◆ PASSAGE FOR REVIEW ◆

- - - - - - -

I'm a listener person. I think if you’re making any type of audio - radio, podcasts, whatever, you should be about catering for a listener. If you’re doing it for your own enjoyment, well, there’s nothing wrong with that, but you don’t need a transmitter or an RSS feed, just sit in your bedroom, talk to yourself, and laugh at your own jokes.
For me, the act of broadcasting, is about understanding who your audience is and trying to make something for them, that they get value from. To do this, it’s useful to understand them and their lives, to find out what’s important to them, what they like and why. If you’re attuned to them and their needs, they’ll want to be tuned to you.
This doesn’t mean you have to be their friend and just play the songs they like (though that can work). If you’re a shock-jock that takes the contrary view, you still need to know what will rankle, or how to speak to your listeners’ specific concerns.

- - - - - - -

◆ DATA BLOCK ◆

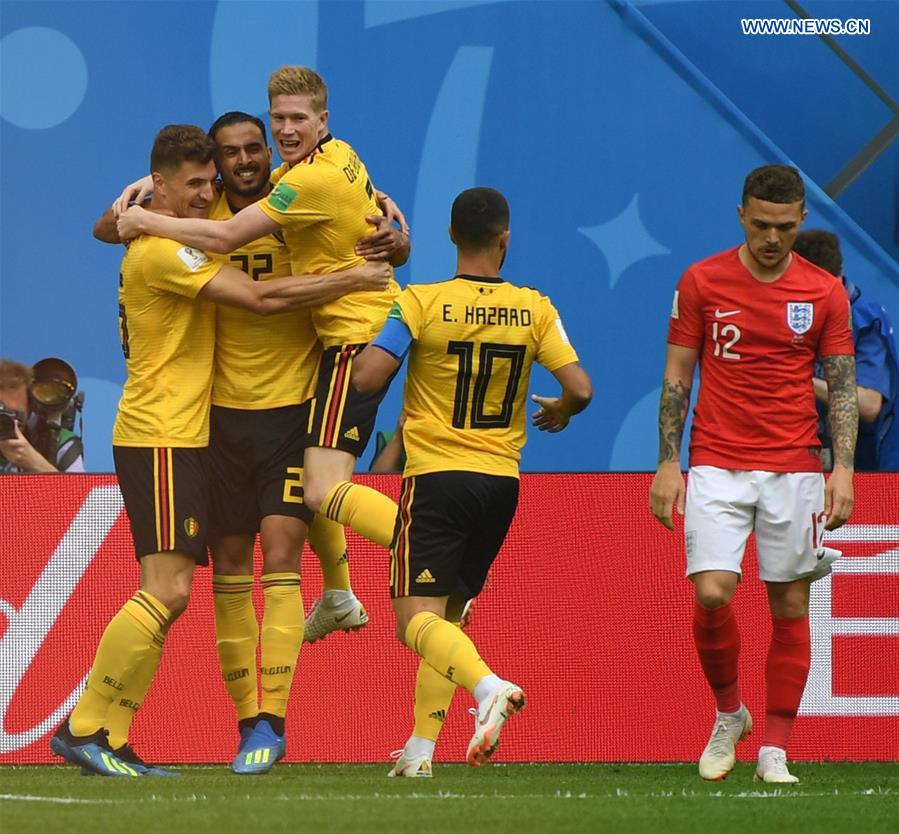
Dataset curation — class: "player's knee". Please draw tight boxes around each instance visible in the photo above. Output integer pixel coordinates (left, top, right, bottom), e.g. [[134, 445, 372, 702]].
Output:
[[146, 582, 190, 621], [262, 547, 300, 573], [303, 481, 328, 513]]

- - - - - - -

◆ TO DO ◆
(1) Please write out the stretch of the piece on making audio for listeners from "For me, the" through "tuned to you.".
(2) Carry on the piece about making audio for listeners, starting after its last sentence.

◆ RESPONSES TO THE TASKS ◆
(1)
For me, the act of broadcasting, is about understanding who your audience is and trying to make something for them, that they get value from. To do this, it’s useful to understand them and their lives, to find out what’s important to them, what they like and why. If you’re attuned to them and their needs, they’ll want to be tuned to you.

(2)
Usually radio is pretty good at research and understanding this. But it can be caught up in established ways of doing things. As a programmer, if you’ve been though ten years of radio, it’s easy to know what the rules are, but you need to be able to answer why they’re there. That way, when things change, you can decide whether they still apply.
Coronavirus, lock-down and the aftermath, have massively affected people’s routines. With still a huge amount of working from home, and no commuting, the time people get up has changed. The lack of any drivetime has changed people’s radio use. No tube journeys mean the places that people consume podcasts have dropped.
The excellent Edison Research, in their Share of Ear study says the US peak for the alarm going off has moved from 7.15am to 8.30am - a 75min drift!
With all of this happening, I’m amazed how much radio has stayed the same, still programming for an 8am peak or ‘the big drive home’.
Benchmarks
When a breakfast show generally does well, it’s because it has synced itself to the listener’s morning behaviour. The beauty of tightly fixed benchmark features is they act as immovable signposts to a listener’s morning.
In my radio programmer training I was dispatched to spend a morning with a lovely family in Coventry, to try and understand their habits and where radio came into them. The answer seemed to me, as I sat at their kitchen table with chaos all around me, that radio had very little impact. That was until we all, slightly squeezed, got into the car.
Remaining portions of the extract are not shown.